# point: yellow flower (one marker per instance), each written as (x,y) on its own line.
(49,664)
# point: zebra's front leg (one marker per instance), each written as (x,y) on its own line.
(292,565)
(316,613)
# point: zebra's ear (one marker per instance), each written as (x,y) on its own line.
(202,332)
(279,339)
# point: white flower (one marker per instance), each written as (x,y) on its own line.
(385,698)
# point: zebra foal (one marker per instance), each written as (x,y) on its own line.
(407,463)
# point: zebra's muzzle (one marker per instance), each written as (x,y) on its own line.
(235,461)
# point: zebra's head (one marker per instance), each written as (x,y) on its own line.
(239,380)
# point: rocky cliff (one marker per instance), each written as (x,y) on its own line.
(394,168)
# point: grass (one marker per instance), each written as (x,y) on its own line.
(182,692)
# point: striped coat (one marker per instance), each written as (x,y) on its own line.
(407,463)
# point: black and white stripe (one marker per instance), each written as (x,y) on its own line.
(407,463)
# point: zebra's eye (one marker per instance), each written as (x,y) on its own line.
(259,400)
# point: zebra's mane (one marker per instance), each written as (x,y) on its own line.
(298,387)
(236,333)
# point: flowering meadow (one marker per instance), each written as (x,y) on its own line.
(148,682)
########
Given instruction.
Rewrite every line of the listing above with "marker" replaced by "dot" wherever it occurs, keeping everything else unchanged.

Completed task.
# point: yellow flower (one dot per instance), each written as (x,y) on its own line.
(49,664)
# point: zebra's front leg (one dot per instance), each written as (x,y) on its own line.
(292,565)
(316,613)
# point: zebra's ear (one dot per instance), each written as (x,y) on its own line.
(202,332)
(279,339)
# point: white flower (one dot per instance), each written as (x,y) on its own line.
(385,698)
# point: zebra foal (one dot per instance), each written as (x,y) on its own line.
(407,463)
# point: zebra's muzzle (one dot per instance), each written as (x,y) on its own line.
(235,461)
# point: zebra's head (one dot per instance), each written as (x,y) on its own line.
(239,380)
# point: rocky cliff (one dot per instance), each written as (x,y) on its own line.
(394,168)
# point: grass (one dot per instance), each written as (x,y) on its own line.
(182,692)
# point: striped coat (one dot per instance), each written as (x,y) on its own line.
(407,463)
# point: black and white stripe (one dot per instance), each written as (x,y) on its own line.
(407,463)
# point: zebra's eye (one dot per instance), each written as (x,y) on its own line.
(259,400)
# point: zebra's mane (one dot per instance), each written as (x,y) on its own line.
(298,387)
(236,333)
# point: flowering meadow (one dot per instance), each written as (x,y) on its own line.
(148,682)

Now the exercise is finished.